**TASK DESCRIPTION:**
Reproduce every item below verbatim, leaving out the pictures.

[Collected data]
++++++++++

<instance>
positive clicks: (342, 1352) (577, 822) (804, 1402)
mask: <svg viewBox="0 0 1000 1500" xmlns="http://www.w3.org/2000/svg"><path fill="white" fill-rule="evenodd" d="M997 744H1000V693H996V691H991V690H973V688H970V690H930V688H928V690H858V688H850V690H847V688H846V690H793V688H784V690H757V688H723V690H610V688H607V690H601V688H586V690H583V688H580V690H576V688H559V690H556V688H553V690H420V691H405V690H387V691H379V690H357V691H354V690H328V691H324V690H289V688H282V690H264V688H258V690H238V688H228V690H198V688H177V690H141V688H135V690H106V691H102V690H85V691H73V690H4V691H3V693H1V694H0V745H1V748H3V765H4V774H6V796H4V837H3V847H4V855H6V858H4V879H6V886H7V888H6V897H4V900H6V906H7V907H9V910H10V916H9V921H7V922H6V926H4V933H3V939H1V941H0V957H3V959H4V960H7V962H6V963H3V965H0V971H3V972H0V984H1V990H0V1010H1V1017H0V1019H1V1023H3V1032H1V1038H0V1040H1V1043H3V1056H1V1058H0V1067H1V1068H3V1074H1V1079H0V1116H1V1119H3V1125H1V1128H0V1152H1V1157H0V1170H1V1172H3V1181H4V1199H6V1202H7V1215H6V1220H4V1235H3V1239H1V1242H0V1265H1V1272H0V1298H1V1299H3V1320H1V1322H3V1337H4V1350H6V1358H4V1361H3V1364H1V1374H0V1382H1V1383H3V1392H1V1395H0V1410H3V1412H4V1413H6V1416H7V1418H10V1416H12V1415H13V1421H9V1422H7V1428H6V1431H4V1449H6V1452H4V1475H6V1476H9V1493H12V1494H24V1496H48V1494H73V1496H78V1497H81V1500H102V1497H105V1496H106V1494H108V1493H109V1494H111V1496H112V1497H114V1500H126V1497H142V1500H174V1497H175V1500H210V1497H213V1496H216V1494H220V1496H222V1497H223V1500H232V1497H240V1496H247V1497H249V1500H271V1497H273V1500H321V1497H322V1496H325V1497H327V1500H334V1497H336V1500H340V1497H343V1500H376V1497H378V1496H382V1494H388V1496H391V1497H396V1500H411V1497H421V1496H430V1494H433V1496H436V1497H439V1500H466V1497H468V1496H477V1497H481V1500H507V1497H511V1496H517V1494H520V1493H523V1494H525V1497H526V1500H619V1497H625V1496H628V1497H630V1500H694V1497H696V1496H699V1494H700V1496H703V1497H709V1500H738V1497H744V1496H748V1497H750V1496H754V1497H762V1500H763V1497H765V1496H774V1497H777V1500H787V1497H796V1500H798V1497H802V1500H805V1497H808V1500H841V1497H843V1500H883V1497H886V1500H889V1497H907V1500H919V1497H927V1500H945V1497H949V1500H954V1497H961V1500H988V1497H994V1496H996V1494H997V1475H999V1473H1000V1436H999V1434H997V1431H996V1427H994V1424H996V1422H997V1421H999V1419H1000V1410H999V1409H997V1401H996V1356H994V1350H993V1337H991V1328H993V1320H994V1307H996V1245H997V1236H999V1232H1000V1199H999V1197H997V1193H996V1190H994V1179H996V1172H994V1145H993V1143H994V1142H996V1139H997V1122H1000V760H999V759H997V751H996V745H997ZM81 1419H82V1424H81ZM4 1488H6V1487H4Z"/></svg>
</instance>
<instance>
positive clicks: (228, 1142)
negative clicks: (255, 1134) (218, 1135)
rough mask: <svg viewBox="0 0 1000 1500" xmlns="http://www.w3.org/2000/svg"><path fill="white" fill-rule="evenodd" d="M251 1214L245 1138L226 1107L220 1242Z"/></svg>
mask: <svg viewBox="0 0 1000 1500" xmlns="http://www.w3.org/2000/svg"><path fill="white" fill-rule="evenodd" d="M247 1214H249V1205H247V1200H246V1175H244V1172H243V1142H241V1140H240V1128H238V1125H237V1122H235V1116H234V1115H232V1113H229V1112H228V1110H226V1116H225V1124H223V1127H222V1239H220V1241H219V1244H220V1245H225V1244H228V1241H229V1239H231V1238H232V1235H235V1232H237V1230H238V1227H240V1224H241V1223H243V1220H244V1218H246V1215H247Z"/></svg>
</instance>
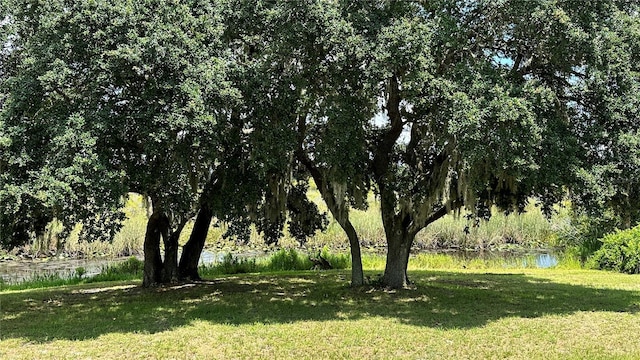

++++++++++

**TASK RESPONSE:**
<instance>
positive clicks: (342, 1352) (577, 822) (804, 1402)
mask: <svg viewBox="0 0 1000 1500" xmlns="http://www.w3.org/2000/svg"><path fill="white" fill-rule="evenodd" d="M997 744H1000V693H996V691H991V690H973V688H970V690H930V688H928V690H858V688H850V690H847V688H846V690H793V688H784V690H757V688H723V690H610V688H607V690H601V688H586V690H583V688H580V690H576V688H559V690H556V688H553V690H420V691H405V690H387V691H379V690H357V691H354V690H328V691H324V690H289V688H282V690H264V688H258V690H238V688H228V690H198V688H177V690H141V688H135V690H106V691H102V690H85V691H73V690H4V691H3V693H1V694H0V745H1V748H3V765H4V774H6V796H4V837H3V847H4V855H6V858H4V879H6V886H7V888H6V897H4V900H6V906H7V907H9V910H10V916H9V921H7V922H6V926H4V933H3V939H1V941H0V957H3V959H4V960H7V962H6V963H3V965H0V971H3V972H0V984H1V990H0V1010H1V1017H0V1019H1V1023H3V1032H1V1038H0V1040H1V1043H3V1056H1V1058H0V1067H1V1068H3V1074H1V1079H0V1116H1V1119H3V1125H1V1128H0V1152H1V1157H0V1170H1V1172H3V1181H4V1199H6V1202H7V1215H6V1220H4V1235H3V1239H1V1242H0V1265H1V1272H0V1298H1V1299H3V1320H1V1322H3V1337H4V1350H6V1358H4V1361H3V1364H1V1374H0V1382H1V1383H3V1392H1V1395H0V1410H3V1412H4V1413H6V1416H7V1418H10V1416H12V1415H13V1421H9V1422H7V1428H6V1431H4V1449H6V1452H4V1475H6V1476H9V1493H12V1494H24V1496H48V1494H73V1496H78V1497H81V1500H102V1497H105V1496H106V1494H108V1493H109V1494H111V1496H112V1497H114V1500H126V1497H142V1500H174V1497H175V1500H210V1497H213V1496H216V1494H220V1496H222V1497H223V1500H232V1497H240V1496H247V1497H249V1500H271V1497H273V1500H321V1497H322V1496H325V1497H327V1500H334V1497H336V1500H340V1497H343V1500H376V1497H378V1496H382V1494H388V1496H391V1497H396V1500H411V1497H421V1496H430V1494H433V1496H436V1497H439V1500H466V1497H468V1496H477V1497H481V1500H507V1497H511V1496H517V1494H520V1493H523V1494H525V1497H526V1500H619V1497H625V1496H628V1497H630V1500H694V1497H696V1496H699V1494H700V1496H703V1497H709V1500H738V1497H744V1496H748V1497H750V1496H754V1497H762V1500H763V1497H765V1496H774V1497H777V1500H787V1497H796V1500H798V1497H802V1500H805V1497H808V1500H841V1497H843V1500H883V1497H886V1500H889V1497H907V1500H919V1497H927V1500H945V1497H949V1500H954V1497H961V1500H988V1497H994V1496H996V1494H997V1475H999V1473H1000V1436H999V1434H997V1431H996V1427H994V1424H996V1422H997V1421H999V1419H1000V1410H999V1409H997V1401H996V1356H994V1350H993V1337H991V1328H993V1320H994V1307H996V1245H997V1236H999V1232H1000V1199H999V1197H997V1193H996V1190H994V1179H996V1172H994V1145H993V1143H994V1142H996V1139H997V1122H1000V760H999V759H997V751H996V745H997ZM81 1419H82V1424H81ZM4 1488H6V1487H4Z"/></svg>
</instance>
<instance>
positive clicks: (228, 1142)
negative clicks: (255, 1134) (218, 1135)
rough mask: <svg viewBox="0 0 1000 1500" xmlns="http://www.w3.org/2000/svg"><path fill="white" fill-rule="evenodd" d="M251 1214L245 1138L226 1107L220 1242Z"/></svg>
mask: <svg viewBox="0 0 1000 1500" xmlns="http://www.w3.org/2000/svg"><path fill="white" fill-rule="evenodd" d="M247 1214H249V1205H247V1200H246V1175H244V1172H243V1142H241V1140H240V1128H238V1125H237V1122H235V1116H234V1115H232V1113H229V1112H228V1110H226V1116H225V1124H223V1127H222V1239H220V1241H219V1244H220V1245H225V1244H228V1241H229V1239H231V1238H232V1235H235V1232H237V1230H238V1227H240V1224H241V1223H243V1220H244V1218H246V1215H247Z"/></svg>
</instance>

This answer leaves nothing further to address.